- [Extrait à lire]
........

Gwenola Ricordeau est sociologue, spécialiste du système carcéral et de sa critique, enseignante à l’université d’État de Californie à Chico. Après plusieurs publications autour des perspectives féministes dans les milieux carcéraux, elle publie cette année une anthologie abolitionniste de la police. Elle revient sur ce courant politique qu’est l’abolitionnisme pénal, de la police aux prisons en passant par les tribunaux, ses perspectives et ses limites.  

Vous venez de publier une anthologie collective, 1 312 raisons d’abolir la police. Vous travaillez depuis l’Amérique du Nord, où le fonctionnement de la police est différent. Comment cet abolitionnisme se définit-il et s’applique-t-il en France ?

Gwenola Ricordeau : Il existe, depuis les années 1970, des réflexions et des luttes qui se revendiquent de l’abolitionnisme pénal, avec pour projet d’abolir ces principales institutions que sont les tribunaux, la prison et la police. Ce mouvement se retrouve autant en Amérique du Nord qu’en Europe. Ce que l’on connaît le plus, ce sont les luttes anticarcérales, contre les prisons.

Mais les réflexions autour de l’abolition de la police se sont beaucoup développées à partir du milieu des années 2010, en particulier en Amérique du Nord, dans le sillage du mouvement Black Lives Matter. Cependant, ces combats n’ont pas le monopole de l’idée d’abolir la police. Toutes les luttes qui se confrontent à l’État et qui ont pour projet de l’abolir portent forcément cette idée.

Et lorsqu’on observe la généalogie des mobilisations contre l’existence de la police, on voit qu’elles s’inscrivent dans un temps long. Par exemple, les mouvements radicaux noirs, en particulier les Black Panthers, ont développé des analyses qu’on retrouve chez les abolitionnistes, mais aussi des stratégies qui nourrissent les luttes contemporaines.

L’anthologie que vous avez dirigée revient à la fois sur l’histoire du système policier contemporain et sur ses conséquences immédiates sur la vie de différentes personnes. Ce choix s’inscrit-il dans une approche intersectionnelle ?

Plus que des témoignages sur ce que fait la police et l’étendue des méfaits liés à son existence, le livre propose des analyses situées dans des luttes qui ne sont pas toujours associées à cette idée.

C’était important à mon sens d’avoir, par exemple, des militantes d’un syndicat de travailleur·ses du sexe, qui ne décrivent pas simplement ce que leur fait la police, mais expliquent pourquoi leur combat inclut l’abolition de la police.

........

- [Exercices à traiter]
1/ D'après l'entretien, depuis quelle période existe-t-il des réflexions et des luttes qui se revendiquent de l'abolitionnisme pénal ?
2/ Pour chacune des affirmations suivantes, indiquez si elle concorde avec l'entretien (oui ou non) et citez les mots du texte qui permettent de trancher.
(a) Gwenola Ricordeau enseigne à l'université d'État de Californie à Chico.
(b) Les réflexions autour de l'abolition de la police se sont beaucoup développées à partir des années 1970.
(c) Les Black Panthers ont développé des analyses que l'on retrouve chez les abolitionnistes.
3/ Restituez mot pour mot le passage de l'entretien qui va de « L’anthologie que vous » jusqu'à « l’abolition de la police. ».

- [Liste des enregistrements]
........

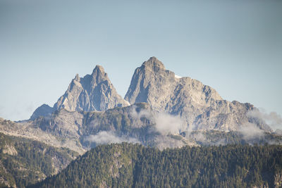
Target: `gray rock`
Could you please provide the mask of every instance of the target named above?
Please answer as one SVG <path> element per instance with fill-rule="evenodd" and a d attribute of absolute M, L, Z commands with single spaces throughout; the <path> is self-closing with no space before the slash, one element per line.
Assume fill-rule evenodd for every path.
<path fill-rule="evenodd" d="M 117 92 L 104 68 L 97 65 L 91 75 L 73 79 L 65 94 L 51 108 L 43 104 L 30 117 L 50 116 L 60 109 L 70 111 L 104 111 L 115 107 L 129 105 Z"/>
<path fill-rule="evenodd" d="M 155 57 L 135 70 L 125 99 L 130 104 L 148 103 L 156 111 L 179 115 L 190 129 L 199 130 L 236 130 L 251 121 L 247 113 L 254 109 L 250 104 L 223 100 L 198 80 L 176 76 Z"/>
<path fill-rule="evenodd" d="M 70 111 L 104 111 L 126 106 L 128 104 L 118 94 L 104 68 L 97 65 L 92 75 L 84 77 L 76 75 L 54 108 Z"/>
<path fill-rule="evenodd" d="M 39 116 L 45 116 L 45 117 L 50 116 L 54 112 L 54 108 L 49 106 L 49 105 L 45 104 L 42 104 L 42 106 L 36 108 L 35 112 L 30 116 L 30 120 L 33 120 Z"/>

........

- [Corrigé des exercices]
1/ Depuis les années 1970.

2/
(a) Oui : « enseignante à l’université d’État de Californie à Chico ».
(b) Non : « les réflexions autour de l’abolition de la police se sont beaucoup développées à partir du milieu des années 2010 ».
(c) Oui : « les Black Panthers, ont développé des analyses qu’on retrouve chez les abolitionnistes ».

3/
L’anthologie que vous avez dirigée revient à la fois sur l’histoire du système policier contemporain et sur ses conséquences immédiates sur la vie de différentes personnes. Ce choix s’inscrit-il dans une approche intersectionnelle ?

Plus que des témoignages sur ce que fait la police et l’étendue des méfaits liés à son existence, le livre propose des analyses situées dans des luttes qui ne sont pas toujours associées à cette idée.

C’était important à mon sens d’avoir, par exemple, des militantes d’un syndicat de travailleur·ses du sexe, qui ne décrivent pas simplement ce que leur fait la police, mais expliquent pourquoi leur combat inclut l’abolition de la police.